**Items from a data source:**
----

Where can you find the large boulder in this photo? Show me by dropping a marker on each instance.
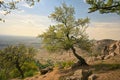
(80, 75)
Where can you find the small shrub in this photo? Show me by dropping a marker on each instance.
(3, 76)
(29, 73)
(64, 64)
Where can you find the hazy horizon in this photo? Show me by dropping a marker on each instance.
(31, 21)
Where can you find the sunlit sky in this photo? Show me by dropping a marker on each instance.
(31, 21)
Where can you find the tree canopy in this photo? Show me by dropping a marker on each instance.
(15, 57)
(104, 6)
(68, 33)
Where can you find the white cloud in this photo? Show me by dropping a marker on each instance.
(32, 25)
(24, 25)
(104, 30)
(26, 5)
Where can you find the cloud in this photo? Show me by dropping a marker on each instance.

----

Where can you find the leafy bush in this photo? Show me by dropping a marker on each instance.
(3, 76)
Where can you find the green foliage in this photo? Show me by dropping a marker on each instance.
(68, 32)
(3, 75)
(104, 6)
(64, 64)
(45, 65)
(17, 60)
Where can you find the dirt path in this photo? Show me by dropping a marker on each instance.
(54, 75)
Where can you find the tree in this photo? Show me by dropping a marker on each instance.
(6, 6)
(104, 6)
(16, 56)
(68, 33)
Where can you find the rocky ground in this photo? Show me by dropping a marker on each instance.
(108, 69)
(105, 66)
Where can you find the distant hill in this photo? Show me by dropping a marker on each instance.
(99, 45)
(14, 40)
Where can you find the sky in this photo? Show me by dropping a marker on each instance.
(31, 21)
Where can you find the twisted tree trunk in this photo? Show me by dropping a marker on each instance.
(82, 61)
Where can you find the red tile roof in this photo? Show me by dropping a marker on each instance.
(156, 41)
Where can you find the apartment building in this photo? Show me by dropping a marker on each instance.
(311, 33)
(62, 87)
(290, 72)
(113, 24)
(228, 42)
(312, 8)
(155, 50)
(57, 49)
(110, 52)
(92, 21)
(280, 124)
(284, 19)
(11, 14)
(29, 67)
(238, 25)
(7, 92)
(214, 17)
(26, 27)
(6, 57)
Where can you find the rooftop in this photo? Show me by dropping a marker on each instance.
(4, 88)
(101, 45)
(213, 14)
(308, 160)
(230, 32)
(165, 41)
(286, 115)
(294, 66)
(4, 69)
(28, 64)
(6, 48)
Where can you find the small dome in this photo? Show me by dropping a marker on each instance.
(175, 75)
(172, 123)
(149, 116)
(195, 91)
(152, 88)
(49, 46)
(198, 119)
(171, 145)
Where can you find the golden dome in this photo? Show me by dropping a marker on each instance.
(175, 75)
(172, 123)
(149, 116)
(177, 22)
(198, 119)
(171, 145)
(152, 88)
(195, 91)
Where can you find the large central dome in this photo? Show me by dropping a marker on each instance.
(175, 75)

----

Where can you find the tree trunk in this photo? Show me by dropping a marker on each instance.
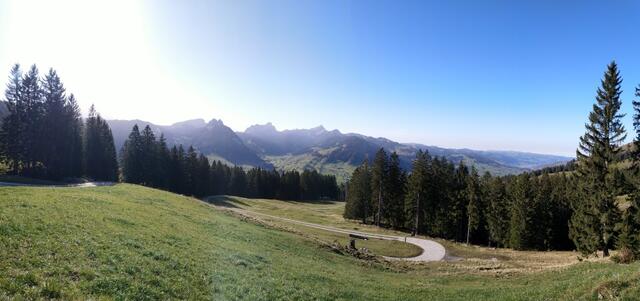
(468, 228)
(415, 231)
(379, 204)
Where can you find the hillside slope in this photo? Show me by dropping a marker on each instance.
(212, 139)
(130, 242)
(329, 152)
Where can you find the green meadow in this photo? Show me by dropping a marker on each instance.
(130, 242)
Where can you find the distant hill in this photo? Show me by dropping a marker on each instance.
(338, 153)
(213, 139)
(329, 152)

----

**About this task:** Return exactly, and only, the lines above starting at the line that contains "Where can you find the tree canopy" and ending at the line that contains "Where can you find the cloud".

**Task response:**
Where can you find the tree canopy in this photo? Show me by dropping a marker on each instance.
(15, 57)
(104, 6)
(68, 33)
Where can you find the white cloud in this photo? Show me by dropping a marker on each instance.
(32, 25)
(24, 25)
(104, 30)
(26, 5)
Where can you find the cloud in this photo? Show me by dropping a marker on each instance.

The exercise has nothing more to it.